Open Access News

News from the open access movement


Thursday, December 17, 2009

BMJ wants full clinical trial data

Fiona Godlee, We want raw data, now, BMJ, December 10, 2009.

This week’s BMJ is dominated by a cluster of articles on oseltamivir (Tamiflu). Between them the articles conclude that the evidence that oseltamivir reduces complications in otherwise healthy people with pandemic influenza is now uncertain and that we need a radical change in the rules on access to trial data. ...

Only after questions were put by the BMJ and Channel 4 News has the manufacturer Roche committed to making "full study reports" available on a password protected site. Some questions remain about who did what in the Roche trials, how patients were recruited, and why some neuropsychiatric adverse events were not reported. ...

The Cochrane reviewers have told the BMJ that they will update their review to incorporate eight unpublished Roche trials when they are provided with individual patient data. ...

:: DATASET EXCERPTS ::
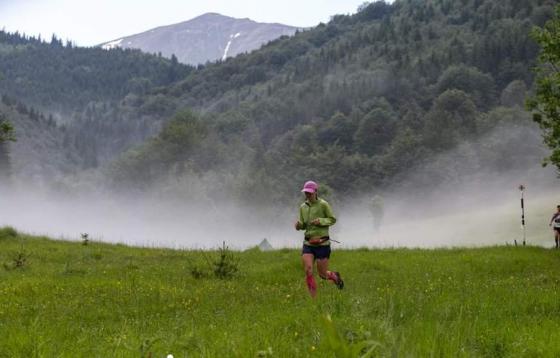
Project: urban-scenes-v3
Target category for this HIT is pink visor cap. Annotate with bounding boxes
[301,180,319,193]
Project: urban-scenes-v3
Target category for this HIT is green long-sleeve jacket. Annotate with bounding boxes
[299,198,336,245]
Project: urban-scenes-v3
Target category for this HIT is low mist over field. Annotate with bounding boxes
[0,159,560,249]
[0,122,560,249]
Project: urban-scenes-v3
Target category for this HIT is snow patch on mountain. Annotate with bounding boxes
[222,32,241,61]
[101,39,123,50]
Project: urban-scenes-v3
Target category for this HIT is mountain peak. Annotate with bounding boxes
[100,12,298,65]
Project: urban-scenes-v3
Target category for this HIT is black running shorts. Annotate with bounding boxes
[301,244,331,260]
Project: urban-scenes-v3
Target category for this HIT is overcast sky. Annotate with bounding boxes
[0,0,376,46]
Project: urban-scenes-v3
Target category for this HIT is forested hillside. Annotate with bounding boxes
[0,0,555,202]
[0,31,192,113]
[106,0,554,206]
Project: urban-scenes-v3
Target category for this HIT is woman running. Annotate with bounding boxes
[548,205,560,248]
[295,181,344,297]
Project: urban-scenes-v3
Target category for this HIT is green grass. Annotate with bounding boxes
[0,228,560,357]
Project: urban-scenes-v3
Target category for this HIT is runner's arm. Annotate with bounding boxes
[317,202,336,226]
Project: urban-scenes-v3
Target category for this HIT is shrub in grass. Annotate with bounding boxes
[212,241,239,280]
[0,226,17,240]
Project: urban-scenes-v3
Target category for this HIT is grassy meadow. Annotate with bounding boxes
[0,228,560,357]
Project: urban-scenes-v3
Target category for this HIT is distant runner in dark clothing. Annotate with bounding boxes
[295,181,344,297]
[548,205,560,249]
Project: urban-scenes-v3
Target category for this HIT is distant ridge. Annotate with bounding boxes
[100,13,298,65]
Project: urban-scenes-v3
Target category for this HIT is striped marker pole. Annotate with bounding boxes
[519,184,526,246]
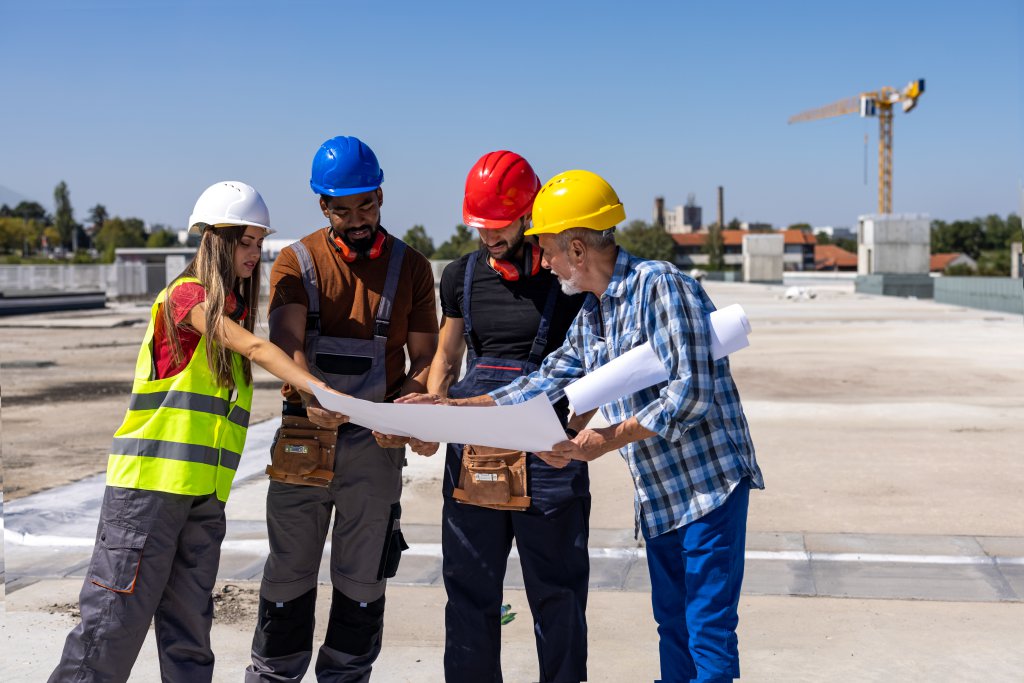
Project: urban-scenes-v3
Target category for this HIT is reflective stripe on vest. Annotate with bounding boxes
[106,278,253,501]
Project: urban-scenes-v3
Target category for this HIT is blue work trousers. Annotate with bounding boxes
[644,478,751,683]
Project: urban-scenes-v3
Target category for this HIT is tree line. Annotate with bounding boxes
[0,180,178,263]
[0,180,1022,275]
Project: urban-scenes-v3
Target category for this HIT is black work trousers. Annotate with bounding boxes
[441,464,590,683]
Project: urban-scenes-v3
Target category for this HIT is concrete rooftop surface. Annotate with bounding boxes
[0,280,1024,683]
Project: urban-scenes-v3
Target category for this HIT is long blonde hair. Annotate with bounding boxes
[162,225,261,389]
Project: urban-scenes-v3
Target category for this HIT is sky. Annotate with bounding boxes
[0,0,1024,244]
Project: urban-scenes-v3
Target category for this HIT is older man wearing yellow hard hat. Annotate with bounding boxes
[399,170,764,681]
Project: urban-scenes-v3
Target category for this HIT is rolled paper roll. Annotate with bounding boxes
[710,303,751,360]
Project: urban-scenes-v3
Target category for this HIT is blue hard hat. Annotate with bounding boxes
[309,135,384,197]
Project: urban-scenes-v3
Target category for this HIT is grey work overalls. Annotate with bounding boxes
[441,254,590,683]
[246,240,406,681]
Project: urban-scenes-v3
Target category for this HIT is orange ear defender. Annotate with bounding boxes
[331,227,387,263]
[487,242,541,282]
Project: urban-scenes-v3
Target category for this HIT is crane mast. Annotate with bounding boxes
[788,79,925,214]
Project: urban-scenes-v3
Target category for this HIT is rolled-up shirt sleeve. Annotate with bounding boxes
[487,316,585,405]
[635,273,715,441]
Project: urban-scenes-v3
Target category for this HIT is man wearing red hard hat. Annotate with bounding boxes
[378,151,590,683]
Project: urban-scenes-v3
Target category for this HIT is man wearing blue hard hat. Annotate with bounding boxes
[246,136,437,681]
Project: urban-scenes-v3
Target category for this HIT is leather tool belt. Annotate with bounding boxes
[266,415,338,486]
[452,444,529,511]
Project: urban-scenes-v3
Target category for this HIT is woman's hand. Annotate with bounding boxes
[394,393,452,405]
[299,383,348,429]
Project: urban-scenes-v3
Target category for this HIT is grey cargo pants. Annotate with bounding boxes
[245,425,406,683]
[49,486,225,683]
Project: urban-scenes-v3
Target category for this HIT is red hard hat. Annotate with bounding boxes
[462,150,541,228]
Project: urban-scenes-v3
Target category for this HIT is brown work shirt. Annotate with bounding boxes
[269,227,437,397]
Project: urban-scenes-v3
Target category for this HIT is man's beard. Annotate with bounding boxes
[480,232,526,261]
[337,225,377,254]
[556,270,583,296]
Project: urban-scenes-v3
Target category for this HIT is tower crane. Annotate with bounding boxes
[788,78,925,213]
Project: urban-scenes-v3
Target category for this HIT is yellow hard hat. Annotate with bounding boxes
[526,171,626,234]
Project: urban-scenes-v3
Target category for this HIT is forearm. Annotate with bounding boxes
[400,358,430,396]
[245,337,318,393]
[447,393,498,405]
[565,408,597,433]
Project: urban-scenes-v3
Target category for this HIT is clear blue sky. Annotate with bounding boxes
[0,0,1024,243]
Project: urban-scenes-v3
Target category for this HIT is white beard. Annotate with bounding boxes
[558,270,583,296]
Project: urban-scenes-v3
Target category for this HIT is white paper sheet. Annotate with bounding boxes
[310,385,566,453]
[565,344,669,415]
[711,303,751,360]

:: EXPLORE THE MATERIAL ::
1. In the BMJ post, which company committed to making "full study reports" available on a password protected site?
2. Sum up the BMJ post in two sentences.
3. Carry on the BMJ post from the point where it stops.
The rows have nothing to do with any of this.

:: EXERCISE ANSWERS ::
1. Roche, the manufacturer, made that commitment.

2. A cluster of articles in the BMJ on oseltamivir (Tamiflu) concludes that the evidence that the drug reduces complications in otherwise healthy people with pandemic influenza is now uncertain, and that the rules on access to trial data need radical change. Roche committed to releasing full study reports only after questions from the BMJ and Channel 4 News, and the Cochrane reviewers will update their review with eight unpublished Roche trials once they receive individual patient data.

3.
We don’t know yet whether this episode will turn out to be a decisive battle or merely a skirmish in the fight for greater transparency in drug evaluation. But it is a legitimate scientific concern that data used to support important health policy strategies are held only by a commercial organisation and have not been subject to full external scrutiny and review. It can’t be right that the public should have to rely on detective work by academics and journalists to patch together the evidence for such a widely prescribed drug. Individual patient data from all trials of drugs should be readily available for scientific scrutiny.